▶ [TASK INSTRUCTIONS]
1. Answer these from the article on Flintoff's fight with Dawson, marking your answers (a), (b) and (c):
(a) How many wins does Dawson's record show?
(b) For how long has Flintoff trained, and how much weight has he lost?
(c) Where did Flintoff take the hardest punch he says he has received?
2. Name every person the article on Flintoff's fight with Dawson identifies by name.
3. Continue the article on Flintoff's fight with Dawson from its last sentence.

▶ [EXTRACT TO READ]
=== Begin Enclosure ===
Five years ago, Dawson saw his best friend murdered in the same drugs trade that resulted in him taking four bullets in the back, the scars of which were visible at the weigh-in. Dawson has been hand-picked for this duty by a McGuigan associate in the United States. His record boasts two wins in as many fights, though he claims to have had three as a pro. In one he broke his opponent’s rib, in the other he knocked him out inside 90 seconds.
Johnson said he would be surprised were Flintoff to survive a round. Who knows? This is the world of the untestable claim, where the credibility of the men Dawson beat can hardly be verified. Flintoff has trained for four and a half months, shedding 20 kilos. He had his last spar on Monday. The difference between that and his first spar was, claimed McGuigan, night and day.
“Freddie is up against an opponent who has had a handful of amateur fights and a couple as a pro. He weighs 241 pounds and stand 6ft 3 ins. We don’t know whether Freddie is going to win. Hand on heart. All I’m hoping is that he doesn’t get hurt. That has always been my main objective, to get him as fit as possible, make him mobile and tighten his defences and hope he gets through without any damage. If he is beaten but comes out unscathed then I have still achieved my objective.”
Flintoff said the hardest punch he has taken was in the nets in Lahore when a frisky young Pakistani let a quick one go that smashed into his nose and cheek. Dawson was unmoved. “I looked at some tapes of that cricket,” he said. “It don’t mean nothing to me. It looks like a female sport, you know, cissy stuff. But we ain’t here to play cricket.
“I grew up in a real rough neighbourhood close to Tulsa, fighting my whole life. You had to be in the gangs, because every time you walked to a new block there was another gang waiting to get you. I only stopped fighting on the streets when I went to the gym and learned to box. There was drug dealings and shootings happening the whole time. It was happening everywhere you went.
=== End Enclosure ===
[Saved entries]
=== Begin Enclosure ===
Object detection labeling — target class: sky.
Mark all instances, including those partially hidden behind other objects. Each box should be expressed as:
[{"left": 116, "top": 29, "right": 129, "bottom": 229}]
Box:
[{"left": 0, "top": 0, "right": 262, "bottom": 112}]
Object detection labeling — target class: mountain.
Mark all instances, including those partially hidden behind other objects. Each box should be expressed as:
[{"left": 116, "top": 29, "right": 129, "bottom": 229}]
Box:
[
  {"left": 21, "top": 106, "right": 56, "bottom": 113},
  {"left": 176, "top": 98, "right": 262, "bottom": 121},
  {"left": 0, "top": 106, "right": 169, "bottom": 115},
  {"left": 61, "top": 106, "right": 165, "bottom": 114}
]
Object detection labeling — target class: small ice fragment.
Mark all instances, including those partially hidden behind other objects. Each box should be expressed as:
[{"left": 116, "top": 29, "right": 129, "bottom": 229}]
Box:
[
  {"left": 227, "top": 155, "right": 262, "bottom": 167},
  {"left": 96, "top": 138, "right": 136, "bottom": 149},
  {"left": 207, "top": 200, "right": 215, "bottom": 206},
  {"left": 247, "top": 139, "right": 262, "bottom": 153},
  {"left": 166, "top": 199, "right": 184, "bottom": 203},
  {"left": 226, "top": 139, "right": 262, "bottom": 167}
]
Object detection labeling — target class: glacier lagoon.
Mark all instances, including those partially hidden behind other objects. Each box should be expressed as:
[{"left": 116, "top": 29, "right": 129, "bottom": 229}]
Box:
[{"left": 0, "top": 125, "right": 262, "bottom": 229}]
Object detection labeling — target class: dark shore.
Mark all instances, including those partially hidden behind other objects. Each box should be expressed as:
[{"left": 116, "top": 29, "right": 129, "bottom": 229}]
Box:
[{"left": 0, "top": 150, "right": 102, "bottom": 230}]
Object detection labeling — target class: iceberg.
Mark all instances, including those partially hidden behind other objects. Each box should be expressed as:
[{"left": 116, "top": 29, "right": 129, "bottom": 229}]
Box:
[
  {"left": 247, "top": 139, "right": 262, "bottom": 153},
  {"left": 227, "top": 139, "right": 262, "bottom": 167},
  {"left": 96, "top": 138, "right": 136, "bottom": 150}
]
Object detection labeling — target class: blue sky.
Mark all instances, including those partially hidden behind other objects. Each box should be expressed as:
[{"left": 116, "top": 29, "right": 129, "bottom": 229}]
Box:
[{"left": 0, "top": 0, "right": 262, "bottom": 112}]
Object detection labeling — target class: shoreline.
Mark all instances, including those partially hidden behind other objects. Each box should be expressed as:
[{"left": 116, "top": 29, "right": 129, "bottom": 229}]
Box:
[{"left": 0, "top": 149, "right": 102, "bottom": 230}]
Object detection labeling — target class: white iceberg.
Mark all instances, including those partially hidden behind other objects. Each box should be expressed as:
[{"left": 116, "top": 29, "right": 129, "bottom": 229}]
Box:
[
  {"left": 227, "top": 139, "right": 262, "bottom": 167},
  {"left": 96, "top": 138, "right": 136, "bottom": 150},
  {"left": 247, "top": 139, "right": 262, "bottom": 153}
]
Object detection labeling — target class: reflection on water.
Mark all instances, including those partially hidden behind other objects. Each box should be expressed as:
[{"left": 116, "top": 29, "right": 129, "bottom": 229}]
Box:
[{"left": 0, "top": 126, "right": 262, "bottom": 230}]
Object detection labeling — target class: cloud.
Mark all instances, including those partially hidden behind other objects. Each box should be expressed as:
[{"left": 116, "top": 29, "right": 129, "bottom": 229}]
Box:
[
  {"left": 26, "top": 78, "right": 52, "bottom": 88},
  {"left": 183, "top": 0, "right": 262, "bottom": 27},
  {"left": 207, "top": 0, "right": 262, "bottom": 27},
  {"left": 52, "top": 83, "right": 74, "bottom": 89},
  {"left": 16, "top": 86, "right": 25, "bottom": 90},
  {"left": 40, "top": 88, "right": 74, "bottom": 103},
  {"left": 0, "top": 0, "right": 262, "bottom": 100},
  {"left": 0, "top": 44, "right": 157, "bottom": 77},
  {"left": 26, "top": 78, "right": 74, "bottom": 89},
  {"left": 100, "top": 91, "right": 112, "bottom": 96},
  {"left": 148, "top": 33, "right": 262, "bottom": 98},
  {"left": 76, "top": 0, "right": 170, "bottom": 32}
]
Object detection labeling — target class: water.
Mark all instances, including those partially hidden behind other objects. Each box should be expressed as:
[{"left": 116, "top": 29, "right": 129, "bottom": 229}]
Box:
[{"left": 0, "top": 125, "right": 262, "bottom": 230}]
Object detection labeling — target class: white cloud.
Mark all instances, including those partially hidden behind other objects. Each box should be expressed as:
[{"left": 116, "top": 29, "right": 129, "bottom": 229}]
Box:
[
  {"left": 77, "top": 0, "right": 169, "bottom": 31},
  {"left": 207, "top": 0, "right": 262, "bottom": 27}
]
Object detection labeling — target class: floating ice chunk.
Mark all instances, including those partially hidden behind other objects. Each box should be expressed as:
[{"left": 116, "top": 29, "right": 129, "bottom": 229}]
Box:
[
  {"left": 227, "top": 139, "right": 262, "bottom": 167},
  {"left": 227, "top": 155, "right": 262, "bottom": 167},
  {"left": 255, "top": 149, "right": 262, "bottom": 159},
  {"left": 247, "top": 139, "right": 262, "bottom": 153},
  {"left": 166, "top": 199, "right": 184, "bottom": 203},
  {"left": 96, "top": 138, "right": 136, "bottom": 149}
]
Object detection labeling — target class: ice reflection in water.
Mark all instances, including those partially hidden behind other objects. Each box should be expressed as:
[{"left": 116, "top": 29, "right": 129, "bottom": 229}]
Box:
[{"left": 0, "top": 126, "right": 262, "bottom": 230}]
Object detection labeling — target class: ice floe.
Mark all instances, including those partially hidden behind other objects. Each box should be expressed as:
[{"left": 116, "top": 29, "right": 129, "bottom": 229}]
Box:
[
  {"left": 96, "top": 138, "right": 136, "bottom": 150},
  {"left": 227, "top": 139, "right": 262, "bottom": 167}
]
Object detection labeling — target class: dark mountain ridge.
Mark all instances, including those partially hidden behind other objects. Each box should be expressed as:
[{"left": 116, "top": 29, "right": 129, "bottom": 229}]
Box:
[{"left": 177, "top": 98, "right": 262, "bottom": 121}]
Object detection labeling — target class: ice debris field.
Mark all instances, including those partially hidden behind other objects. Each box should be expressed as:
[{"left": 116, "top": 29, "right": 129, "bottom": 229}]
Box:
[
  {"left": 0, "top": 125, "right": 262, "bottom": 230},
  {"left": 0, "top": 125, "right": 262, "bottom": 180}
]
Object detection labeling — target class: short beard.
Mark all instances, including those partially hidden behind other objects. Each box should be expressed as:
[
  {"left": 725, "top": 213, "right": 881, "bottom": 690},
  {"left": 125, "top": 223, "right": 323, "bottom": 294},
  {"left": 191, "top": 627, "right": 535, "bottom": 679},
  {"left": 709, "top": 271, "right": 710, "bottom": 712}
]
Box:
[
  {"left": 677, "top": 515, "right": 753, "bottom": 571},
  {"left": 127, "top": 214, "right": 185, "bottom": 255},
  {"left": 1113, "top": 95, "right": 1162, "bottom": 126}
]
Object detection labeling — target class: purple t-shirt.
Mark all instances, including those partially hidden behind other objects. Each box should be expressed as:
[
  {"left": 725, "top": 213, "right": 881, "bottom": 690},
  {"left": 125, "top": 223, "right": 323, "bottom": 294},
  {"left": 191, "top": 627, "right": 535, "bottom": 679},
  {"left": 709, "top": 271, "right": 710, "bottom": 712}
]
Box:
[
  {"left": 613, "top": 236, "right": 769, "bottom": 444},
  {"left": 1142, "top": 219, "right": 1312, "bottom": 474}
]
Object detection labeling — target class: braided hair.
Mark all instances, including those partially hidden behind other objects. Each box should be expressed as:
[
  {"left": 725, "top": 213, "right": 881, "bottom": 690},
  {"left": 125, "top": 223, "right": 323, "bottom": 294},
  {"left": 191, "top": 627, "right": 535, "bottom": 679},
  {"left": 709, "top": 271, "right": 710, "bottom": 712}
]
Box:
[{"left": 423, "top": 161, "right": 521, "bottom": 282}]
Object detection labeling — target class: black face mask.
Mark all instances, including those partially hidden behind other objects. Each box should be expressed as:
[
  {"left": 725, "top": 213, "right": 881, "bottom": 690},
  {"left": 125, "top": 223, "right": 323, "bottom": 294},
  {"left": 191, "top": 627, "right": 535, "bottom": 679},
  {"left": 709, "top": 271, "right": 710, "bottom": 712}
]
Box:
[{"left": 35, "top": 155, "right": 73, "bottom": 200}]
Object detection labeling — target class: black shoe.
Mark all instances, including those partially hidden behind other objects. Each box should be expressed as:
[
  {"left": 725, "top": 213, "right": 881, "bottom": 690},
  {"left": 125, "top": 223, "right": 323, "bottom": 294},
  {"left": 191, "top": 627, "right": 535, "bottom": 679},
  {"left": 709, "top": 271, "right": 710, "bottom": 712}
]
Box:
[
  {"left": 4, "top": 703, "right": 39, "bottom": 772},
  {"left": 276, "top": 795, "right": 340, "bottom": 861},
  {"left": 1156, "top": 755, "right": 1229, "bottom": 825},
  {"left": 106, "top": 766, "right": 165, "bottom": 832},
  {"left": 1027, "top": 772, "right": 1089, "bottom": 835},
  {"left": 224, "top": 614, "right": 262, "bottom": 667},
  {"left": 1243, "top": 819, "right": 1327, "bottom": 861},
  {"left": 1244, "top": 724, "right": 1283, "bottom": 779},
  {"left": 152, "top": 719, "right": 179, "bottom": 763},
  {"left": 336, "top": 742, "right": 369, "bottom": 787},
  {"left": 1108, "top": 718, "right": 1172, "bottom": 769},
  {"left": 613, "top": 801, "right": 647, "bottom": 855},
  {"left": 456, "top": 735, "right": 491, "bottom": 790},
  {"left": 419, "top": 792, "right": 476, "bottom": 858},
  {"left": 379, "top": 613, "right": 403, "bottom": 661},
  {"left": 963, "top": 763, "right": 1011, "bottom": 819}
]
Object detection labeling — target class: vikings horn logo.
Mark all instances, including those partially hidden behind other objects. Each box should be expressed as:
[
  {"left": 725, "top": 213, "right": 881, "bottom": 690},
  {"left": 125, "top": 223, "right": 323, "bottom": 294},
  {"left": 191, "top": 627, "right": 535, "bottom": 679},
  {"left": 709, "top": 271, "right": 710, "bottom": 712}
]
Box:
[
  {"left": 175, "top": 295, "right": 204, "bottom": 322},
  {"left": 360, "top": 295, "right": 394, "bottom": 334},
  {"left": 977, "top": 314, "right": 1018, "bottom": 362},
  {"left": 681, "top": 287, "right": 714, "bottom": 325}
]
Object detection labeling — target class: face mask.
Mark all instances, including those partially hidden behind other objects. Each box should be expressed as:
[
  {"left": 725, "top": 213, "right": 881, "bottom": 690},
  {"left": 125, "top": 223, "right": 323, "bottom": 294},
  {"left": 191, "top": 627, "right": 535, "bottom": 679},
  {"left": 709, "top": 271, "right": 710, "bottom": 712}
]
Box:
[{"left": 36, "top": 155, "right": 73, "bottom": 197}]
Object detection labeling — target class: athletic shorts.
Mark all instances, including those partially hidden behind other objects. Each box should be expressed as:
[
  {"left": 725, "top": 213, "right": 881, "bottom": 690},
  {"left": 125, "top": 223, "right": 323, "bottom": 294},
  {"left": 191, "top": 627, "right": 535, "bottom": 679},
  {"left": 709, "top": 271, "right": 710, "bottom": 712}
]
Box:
=== End Enclosure ===
▶ [RESPONSES PER TASK]
1.
(a) Two wins in as many fights.
(b) Four and a half months, losing 20 kilos.
(c) In the nets in Lahore.

2. Dawson, McGuigan, Johnson, Flintoff (also called Freddie)

3.
“My best friend got shot and killed by drug dealers. I was doing the driving and I got shot in the back four times. They were trying to kill me too, and when I was lying in the hospital I was sure I was going to die.
“That made me want to change, and getting into boxing was my way out”.
The rough and tumble of Flintoff’s teenage oppression in Preston comes a distant second in comparison. He says he is ready, and trusts that his career playing cricket for Lancashire and England has prepared him for the walk to the ring and the interest it has attracted.
“You’ve got to put all the time in so when you walk out there you’re comfortable knowing you’ve done everything that Barry asked me to do,” said Flintoff.
“The first two weeks were probably the hardest. But when you start seeing the results and feeling better, it just drives you on to stick with it.”
There is a deal of authenticity about this project. Flintoff has done the work. The British Boxing Board passed him fit to box. He is not facing Muhammad Ali tonight but an opponent with similarly shallow exposure to the rigours of the game. Yet still some want to see him fail.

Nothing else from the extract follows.